Pointing and labeling rows:
————————
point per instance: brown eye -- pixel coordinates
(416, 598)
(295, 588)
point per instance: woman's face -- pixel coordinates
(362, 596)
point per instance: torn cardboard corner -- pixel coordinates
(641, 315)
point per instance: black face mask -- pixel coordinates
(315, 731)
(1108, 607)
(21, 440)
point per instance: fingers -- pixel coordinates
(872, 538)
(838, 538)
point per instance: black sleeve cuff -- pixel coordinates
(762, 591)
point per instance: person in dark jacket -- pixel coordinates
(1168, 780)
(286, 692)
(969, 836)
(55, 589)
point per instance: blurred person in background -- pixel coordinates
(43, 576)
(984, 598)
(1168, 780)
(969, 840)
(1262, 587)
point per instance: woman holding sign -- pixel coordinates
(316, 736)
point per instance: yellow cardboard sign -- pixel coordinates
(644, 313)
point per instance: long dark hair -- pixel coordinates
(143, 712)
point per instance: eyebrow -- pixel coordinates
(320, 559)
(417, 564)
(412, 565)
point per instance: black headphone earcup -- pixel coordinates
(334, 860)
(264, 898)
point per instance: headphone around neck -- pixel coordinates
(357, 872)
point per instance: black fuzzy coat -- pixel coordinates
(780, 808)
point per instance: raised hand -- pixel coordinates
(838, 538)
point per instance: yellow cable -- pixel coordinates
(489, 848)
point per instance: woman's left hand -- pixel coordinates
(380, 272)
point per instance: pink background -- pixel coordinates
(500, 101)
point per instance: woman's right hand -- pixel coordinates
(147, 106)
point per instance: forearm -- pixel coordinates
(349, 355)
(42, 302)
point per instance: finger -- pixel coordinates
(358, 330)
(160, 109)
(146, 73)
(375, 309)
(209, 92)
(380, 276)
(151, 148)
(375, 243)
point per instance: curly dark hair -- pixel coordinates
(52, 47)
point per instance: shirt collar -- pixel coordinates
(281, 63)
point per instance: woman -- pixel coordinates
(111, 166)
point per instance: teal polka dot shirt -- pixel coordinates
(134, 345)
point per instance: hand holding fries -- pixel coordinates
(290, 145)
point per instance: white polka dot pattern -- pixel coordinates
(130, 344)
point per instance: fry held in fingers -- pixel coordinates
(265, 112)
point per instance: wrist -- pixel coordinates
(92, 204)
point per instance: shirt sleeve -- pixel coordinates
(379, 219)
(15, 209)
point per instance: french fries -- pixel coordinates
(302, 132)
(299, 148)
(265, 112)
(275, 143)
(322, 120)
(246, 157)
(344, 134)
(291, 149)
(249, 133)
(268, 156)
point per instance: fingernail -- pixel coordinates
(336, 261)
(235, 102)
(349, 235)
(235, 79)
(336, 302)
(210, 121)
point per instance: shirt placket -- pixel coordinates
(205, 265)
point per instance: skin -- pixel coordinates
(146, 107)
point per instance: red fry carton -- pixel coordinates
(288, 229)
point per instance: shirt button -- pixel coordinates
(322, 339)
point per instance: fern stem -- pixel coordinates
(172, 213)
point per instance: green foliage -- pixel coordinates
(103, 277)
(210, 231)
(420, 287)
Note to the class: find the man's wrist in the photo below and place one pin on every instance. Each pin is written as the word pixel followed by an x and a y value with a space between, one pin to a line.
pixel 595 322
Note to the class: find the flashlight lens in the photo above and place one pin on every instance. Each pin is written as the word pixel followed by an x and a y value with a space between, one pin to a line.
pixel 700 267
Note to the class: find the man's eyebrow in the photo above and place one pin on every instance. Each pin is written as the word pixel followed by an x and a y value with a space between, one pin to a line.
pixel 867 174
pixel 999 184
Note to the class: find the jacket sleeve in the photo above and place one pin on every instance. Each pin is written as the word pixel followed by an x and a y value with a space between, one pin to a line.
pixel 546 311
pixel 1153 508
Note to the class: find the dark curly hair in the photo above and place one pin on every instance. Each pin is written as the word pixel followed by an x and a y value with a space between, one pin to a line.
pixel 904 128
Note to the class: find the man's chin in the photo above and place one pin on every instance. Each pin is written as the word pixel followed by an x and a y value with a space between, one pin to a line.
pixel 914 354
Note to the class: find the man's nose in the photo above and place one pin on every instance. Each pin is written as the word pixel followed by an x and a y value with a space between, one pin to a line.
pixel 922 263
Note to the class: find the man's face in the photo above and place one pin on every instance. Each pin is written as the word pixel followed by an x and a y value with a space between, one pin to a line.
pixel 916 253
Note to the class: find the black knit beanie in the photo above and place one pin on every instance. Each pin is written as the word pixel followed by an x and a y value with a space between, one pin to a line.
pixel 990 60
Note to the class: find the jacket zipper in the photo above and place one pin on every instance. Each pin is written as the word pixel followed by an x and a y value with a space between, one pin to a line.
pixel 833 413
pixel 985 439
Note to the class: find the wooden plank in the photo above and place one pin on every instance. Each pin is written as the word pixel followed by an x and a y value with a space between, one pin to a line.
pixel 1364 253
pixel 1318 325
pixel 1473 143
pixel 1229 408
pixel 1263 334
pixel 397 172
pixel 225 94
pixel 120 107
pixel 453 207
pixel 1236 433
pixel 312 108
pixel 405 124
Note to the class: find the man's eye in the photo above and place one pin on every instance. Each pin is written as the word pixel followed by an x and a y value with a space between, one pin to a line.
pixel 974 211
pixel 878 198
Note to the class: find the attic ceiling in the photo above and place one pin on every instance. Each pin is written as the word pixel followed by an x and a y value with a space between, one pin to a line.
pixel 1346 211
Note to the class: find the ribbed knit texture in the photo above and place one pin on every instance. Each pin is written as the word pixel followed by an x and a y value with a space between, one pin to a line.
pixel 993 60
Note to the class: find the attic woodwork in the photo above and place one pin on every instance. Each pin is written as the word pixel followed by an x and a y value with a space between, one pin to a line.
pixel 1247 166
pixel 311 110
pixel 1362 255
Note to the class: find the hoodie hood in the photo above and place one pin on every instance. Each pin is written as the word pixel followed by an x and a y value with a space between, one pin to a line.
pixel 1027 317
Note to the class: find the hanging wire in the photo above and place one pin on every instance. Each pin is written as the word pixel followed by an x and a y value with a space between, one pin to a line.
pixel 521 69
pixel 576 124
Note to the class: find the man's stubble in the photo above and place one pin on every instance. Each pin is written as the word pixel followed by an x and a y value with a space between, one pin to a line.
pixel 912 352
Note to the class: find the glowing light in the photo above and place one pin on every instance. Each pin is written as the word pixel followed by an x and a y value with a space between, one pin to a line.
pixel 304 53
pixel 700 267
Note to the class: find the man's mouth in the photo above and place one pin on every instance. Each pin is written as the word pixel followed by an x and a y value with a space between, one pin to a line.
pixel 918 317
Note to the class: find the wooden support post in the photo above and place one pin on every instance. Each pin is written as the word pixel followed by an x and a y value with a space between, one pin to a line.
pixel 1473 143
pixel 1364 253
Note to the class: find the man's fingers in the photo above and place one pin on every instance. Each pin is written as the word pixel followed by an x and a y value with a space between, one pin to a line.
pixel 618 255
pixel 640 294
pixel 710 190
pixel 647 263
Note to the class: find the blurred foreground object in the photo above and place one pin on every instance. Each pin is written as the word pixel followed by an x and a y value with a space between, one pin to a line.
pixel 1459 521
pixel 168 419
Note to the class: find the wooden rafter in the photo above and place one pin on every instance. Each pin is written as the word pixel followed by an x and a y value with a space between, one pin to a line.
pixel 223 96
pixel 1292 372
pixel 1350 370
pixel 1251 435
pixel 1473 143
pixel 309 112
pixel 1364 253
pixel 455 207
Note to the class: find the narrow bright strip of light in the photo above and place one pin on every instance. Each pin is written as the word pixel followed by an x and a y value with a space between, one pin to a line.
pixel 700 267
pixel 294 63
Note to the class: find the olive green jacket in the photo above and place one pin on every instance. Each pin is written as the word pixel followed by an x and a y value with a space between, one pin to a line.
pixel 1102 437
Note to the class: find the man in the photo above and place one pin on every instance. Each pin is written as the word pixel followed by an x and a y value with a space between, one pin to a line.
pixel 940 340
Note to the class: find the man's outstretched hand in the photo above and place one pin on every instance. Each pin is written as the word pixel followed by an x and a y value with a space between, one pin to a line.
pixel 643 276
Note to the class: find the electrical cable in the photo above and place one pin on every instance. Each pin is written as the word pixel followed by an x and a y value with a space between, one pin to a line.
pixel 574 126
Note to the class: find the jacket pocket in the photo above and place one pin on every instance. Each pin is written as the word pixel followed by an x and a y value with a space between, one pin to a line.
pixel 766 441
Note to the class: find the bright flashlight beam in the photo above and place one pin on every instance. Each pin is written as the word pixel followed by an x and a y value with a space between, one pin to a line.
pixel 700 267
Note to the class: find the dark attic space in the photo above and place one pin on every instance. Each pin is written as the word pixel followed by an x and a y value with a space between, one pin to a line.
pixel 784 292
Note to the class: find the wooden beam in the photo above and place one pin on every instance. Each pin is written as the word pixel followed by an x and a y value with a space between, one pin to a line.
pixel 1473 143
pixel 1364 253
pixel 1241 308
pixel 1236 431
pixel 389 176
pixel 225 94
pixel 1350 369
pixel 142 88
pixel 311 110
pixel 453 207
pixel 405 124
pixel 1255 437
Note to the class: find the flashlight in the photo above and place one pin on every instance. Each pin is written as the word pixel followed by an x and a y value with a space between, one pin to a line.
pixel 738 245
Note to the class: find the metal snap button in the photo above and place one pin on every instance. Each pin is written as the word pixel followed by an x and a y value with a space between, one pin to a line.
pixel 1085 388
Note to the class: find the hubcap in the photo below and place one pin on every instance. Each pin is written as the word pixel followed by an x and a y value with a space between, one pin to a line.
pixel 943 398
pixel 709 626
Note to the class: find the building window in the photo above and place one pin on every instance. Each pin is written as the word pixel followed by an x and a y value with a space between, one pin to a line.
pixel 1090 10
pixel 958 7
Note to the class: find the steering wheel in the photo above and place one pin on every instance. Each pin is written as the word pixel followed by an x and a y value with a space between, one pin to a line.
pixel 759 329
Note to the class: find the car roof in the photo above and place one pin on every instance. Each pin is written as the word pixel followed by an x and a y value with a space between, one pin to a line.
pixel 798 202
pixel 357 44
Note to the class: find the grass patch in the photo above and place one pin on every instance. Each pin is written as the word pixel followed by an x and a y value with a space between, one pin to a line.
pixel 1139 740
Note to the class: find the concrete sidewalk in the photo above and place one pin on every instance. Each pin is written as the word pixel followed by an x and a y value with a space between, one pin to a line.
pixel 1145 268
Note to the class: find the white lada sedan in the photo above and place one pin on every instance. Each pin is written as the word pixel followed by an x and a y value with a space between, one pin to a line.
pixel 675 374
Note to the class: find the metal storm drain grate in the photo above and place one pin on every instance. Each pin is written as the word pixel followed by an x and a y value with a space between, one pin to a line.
————————
* [Problem to solve]
Give again the section of the rows that opens with the line containing "point per instance: shirt sleeve" and ends with the line containing "pixel 1153 508". Change every "Note to the class" to "Note to the group" and leave the rest unchanged.

* [Response below]
point per instance: shirt sleeve -- pixel coordinates
(379, 219)
(15, 209)
point per instance: french fries -- pixel coordinates
(302, 132)
(299, 148)
(265, 112)
(275, 143)
(322, 120)
(246, 157)
(344, 134)
(291, 149)
(249, 133)
(268, 156)
point per instance: fingernail -- pixel coordinates
(336, 261)
(235, 102)
(349, 235)
(235, 79)
(336, 302)
(210, 121)
point per instance: shirt placket -- pixel coordinates
(205, 265)
point per instance: skin -- pixel coordinates
(146, 107)
point per instance: red fry carton -- pixel coordinates
(288, 229)
point per instance: shirt button -- pixel coordinates
(322, 339)
point per instance: fern stem -- pixel coordinates
(172, 213)
point per instance: green foliage -- pixel coordinates
(103, 277)
(210, 231)
(420, 287)
Note to the group: find the man's wrist in the photo below and place one pin on every instance. Each pin is written as the word pixel followed by an x and a y value with a space between, one pin to a line.
pixel 595 322
Note to the group: find the flashlight lens in the photo above and place one pin on every instance. Each pin is written as the word pixel followed by an x and a y value with a space between, one pin to a line.
pixel 700 267
Note to the group: find the man's eyebrow in the photo above and place one pin on every instance. Each pin is written as the word pixel followed by an x and a y value with a space between, one pin to a line.
pixel 867 174
pixel 999 184
Note to the group: find the jacket sleeve in the photo above and place one pin on every instance. Each pin is written as the word pixel followed by an x and a y value with a space between, one pin to a line.
pixel 546 311
pixel 1153 508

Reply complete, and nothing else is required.